[begin Given records]

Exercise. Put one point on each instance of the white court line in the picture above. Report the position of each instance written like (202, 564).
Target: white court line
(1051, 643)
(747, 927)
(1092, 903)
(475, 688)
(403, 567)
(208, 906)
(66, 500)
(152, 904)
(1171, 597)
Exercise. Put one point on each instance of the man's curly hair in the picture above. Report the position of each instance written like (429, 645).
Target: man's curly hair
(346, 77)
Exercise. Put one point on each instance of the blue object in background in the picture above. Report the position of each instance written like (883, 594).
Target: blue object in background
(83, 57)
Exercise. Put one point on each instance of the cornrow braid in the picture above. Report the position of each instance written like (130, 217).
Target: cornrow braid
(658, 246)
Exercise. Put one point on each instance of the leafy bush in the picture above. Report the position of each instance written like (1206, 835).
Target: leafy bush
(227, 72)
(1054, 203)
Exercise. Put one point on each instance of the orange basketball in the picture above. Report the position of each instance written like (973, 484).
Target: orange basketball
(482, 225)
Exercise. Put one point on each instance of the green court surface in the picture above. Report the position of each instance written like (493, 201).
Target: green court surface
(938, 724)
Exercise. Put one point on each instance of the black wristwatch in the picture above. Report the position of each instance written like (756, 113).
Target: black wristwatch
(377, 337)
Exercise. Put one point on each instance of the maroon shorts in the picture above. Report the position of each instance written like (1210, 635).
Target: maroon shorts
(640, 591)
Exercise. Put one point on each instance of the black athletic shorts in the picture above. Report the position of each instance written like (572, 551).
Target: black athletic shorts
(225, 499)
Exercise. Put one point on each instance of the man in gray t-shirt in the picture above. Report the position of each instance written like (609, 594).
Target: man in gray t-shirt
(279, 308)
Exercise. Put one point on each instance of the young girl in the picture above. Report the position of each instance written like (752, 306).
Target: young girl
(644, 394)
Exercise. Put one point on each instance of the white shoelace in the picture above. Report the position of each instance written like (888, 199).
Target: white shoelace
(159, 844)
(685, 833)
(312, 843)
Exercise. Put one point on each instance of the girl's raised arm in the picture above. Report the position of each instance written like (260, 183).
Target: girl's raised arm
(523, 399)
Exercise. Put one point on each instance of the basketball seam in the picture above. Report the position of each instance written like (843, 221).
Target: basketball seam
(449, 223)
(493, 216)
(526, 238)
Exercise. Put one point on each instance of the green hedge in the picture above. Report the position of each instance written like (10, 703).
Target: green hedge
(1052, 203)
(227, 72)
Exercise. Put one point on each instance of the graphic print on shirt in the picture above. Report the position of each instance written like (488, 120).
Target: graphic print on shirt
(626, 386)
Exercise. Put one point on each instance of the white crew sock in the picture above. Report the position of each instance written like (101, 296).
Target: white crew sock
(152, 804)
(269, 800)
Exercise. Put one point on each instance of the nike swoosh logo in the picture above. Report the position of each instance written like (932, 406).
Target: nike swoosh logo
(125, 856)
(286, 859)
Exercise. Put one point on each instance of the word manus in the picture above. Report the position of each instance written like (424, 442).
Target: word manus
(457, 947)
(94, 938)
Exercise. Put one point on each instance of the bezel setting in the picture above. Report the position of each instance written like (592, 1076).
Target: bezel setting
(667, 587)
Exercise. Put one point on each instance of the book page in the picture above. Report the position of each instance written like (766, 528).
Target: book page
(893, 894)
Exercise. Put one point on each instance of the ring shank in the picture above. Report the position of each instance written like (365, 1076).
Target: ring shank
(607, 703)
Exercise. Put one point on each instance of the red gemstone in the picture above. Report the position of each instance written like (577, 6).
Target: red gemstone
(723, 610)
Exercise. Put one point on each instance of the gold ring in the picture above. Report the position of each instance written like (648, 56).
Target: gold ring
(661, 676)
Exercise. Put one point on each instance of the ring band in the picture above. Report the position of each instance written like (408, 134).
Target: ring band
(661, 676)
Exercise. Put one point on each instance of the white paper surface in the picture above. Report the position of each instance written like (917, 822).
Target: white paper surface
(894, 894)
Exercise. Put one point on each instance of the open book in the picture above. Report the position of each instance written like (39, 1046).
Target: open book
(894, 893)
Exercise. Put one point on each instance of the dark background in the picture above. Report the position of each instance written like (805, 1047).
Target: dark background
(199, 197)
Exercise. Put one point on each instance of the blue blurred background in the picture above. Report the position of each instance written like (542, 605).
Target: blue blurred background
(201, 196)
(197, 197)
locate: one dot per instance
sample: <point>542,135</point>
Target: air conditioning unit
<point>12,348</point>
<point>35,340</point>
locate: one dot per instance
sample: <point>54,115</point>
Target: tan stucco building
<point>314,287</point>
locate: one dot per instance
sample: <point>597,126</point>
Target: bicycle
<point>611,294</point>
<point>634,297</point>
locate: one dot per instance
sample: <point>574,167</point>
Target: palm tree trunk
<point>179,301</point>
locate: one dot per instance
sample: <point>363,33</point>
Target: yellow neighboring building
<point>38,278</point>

[end Given records]

**Problem requirements**. Quote each line of the listing above exactly.

**Output for this task**.
Exercise. Put one point on each instance of the white court line in the picture above. Report the position of each instance written like (202, 564).
Target: white court line
(1051, 643)
(747, 927)
(1092, 903)
(475, 688)
(403, 567)
(208, 906)
(66, 500)
(152, 904)
(1171, 597)
Exercise. Put one point on each instance of the man's curly hair in the picture above. Report the position of each instance written like (429, 645).
Target: man's curly hair
(346, 77)
Exercise. Put one point on each instance of the blue object in background in the picture above. Report the position of each instance written like (883, 594).
Target: blue object in background
(83, 57)
Exercise. Put one point on each instance of the cornrow braid in the picture above. Report the position of each instance written like (130, 217).
Target: cornrow braid
(658, 246)
Exercise. Put one point on each instance of the leafy bush in the picture above. Report the position of each instance written like (1206, 835).
Target: leafy bush
(227, 72)
(1054, 203)
Exercise. Put one point on each instance of the orange basketball in the picture above. Report the position of each instance written like (973, 484).
Target: orange basketball
(482, 225)
Exercise. Put one point on each instance of the green court surface in the picture above. Report the position of each instance written like (493, 201).
Target: green court surface
(938, 724)
Exercise. Put one point on each instance of the black wristwatch in the picture above. Report the position of each instance written like (756, 113).
Target: black wristwatch
(377, 337)
Exercise. Put one point on each instance of the maroon shorts in the picture above. Report the position of each instance written like (1210, 635).
Target: maroon shorts
(640, 591)
Exercise. Put one point on each instance of the black athletic shorts in the picture above. Report the position of each instance written like (572, 551).
Target: black athletic shorts
(225, 499)
Exercise. Put one point on each instance of the man in gray t-shirt in the picture above. Report the position of each instance written like (609, 594).
Target: man in gray t-shirt
(279, 308)
Exercise. Put one point on each instance of the young girl in the picture above. Report the position of each instance written like (752, 306).
Target: young girl
(644, 394)
Exercise. Put one point on each instance of the white shoelace in the picture above. Report the position of each instance written like (888, 199).
Target: white shoelace
(159, 844)
(685, 833)
(312, 843)
Exercise. Put one point on each instance of the girl's raised arm in the picture above. Report the position of each instance written like (260, 183).
Target: girl's raised arm
(523, 399)
Exercise. Put one point on each instance of the basketball seam in the picture above. Report the position of each instance written like (843, 221).
Target: basketball seam
(449, 223)
(493, 216)
(526, 238)
Exercise. Put one point on each instance of the green hedge in the picture above. Report the position of each instance written like (10, 703).
Target: green hedge
(1052, 203)
(227, 72)
Exercise. Put one point on each instance of the graphic print on shirt in the picture above. Report the position of each instance written like (488, 120).
Target: graphic print on shirt
(626, 386)
Exercise. Put one point on each instance of the white crew sock in the picture above. Report the position of each instance written like (101, 296).
Target: white crew sock
(152, 804)
(269, 800)
Exercise. Put one point on each instance of the nike swoosh logo in the picture above. Report the position of each instance written like (932, 406).
Target: nike swoosh logo
(125, 856)
(286, 859)
Exercise. Put one point on each instance of the word manus in the picture above. Report the position of each instance written like (424, 442).
Target: word manus
(457, 947)
(94, 938)
Exercise. Put one point on each instance of the bezel setting in the picture above. Report the position of each instance written like (592, 1076).
Target: bezel setting
(667, 587)
Exercise. Put one point on each instance of the book page in the picture above. Report the position of each instance written like (766, 528).
Target: book page
(893, 894)
Exercise. Put one point on each instance of the ring shank in the picture above. Report the position of each instance written like (365, 1076).
Target: ring shank
(607, 703)
Exercise. Put one point on each instance of the red gemstone in the picture above. Report the position of each instance written like (577, 6).
Target: red gemstone
(723, 610)
Exercise. Put one point on each instance of the gold ring in the picture above. Report the position of each instance written like (648, 56).
Target: gold ring
(661, 676)
Exercise. Put one point on each instance of the ring band in the picture above. Report the position of each instance written like (408, 134).
Target: ring band
(661, 676)
Exercise. Put one point on each instance of the white paper surface in the picture above. Report the position of each instance written like (917, 822).
Target: white paper surface
(894, 894)
Exercise. Put one point on each instance of the open book in the picture above. Report the position of each instance written like (39, 1046).
Target: open book
(894, 893)
Exercise. Put one point on each instance of the dark background in the picture above. Report the position of each instance written like (805, 1047).
Target: dark background
(199, 197)
Exercise. Put one point on each instance of the blue blurred background in the picture above. Report the position of each instance written like (542, 605).
Target: blue blurred background
(201, 196)
(197, 197)
locate: one dot per instance
sample: <point>542,135</point>
Target: air conditioning unit
<point>12,348</point>
<point>35,340</point>
locate: one dot per instance
sample: <point>54,115</point>
Target: tan stucco building
<point>314,287</point>
locate: one dot per instance
sample: <point>597,126</point>
Target: bicycle
<point>611,294</point>
<point>634,297</point>
locate: one dot per instance
sample: <point>574,167</point>
Target: palm tree trunk
<point>179,301</point>
locate: one dot per instance
sample: <point>363,33</point>
Target: yellow neighboring building
<point>38,278</point>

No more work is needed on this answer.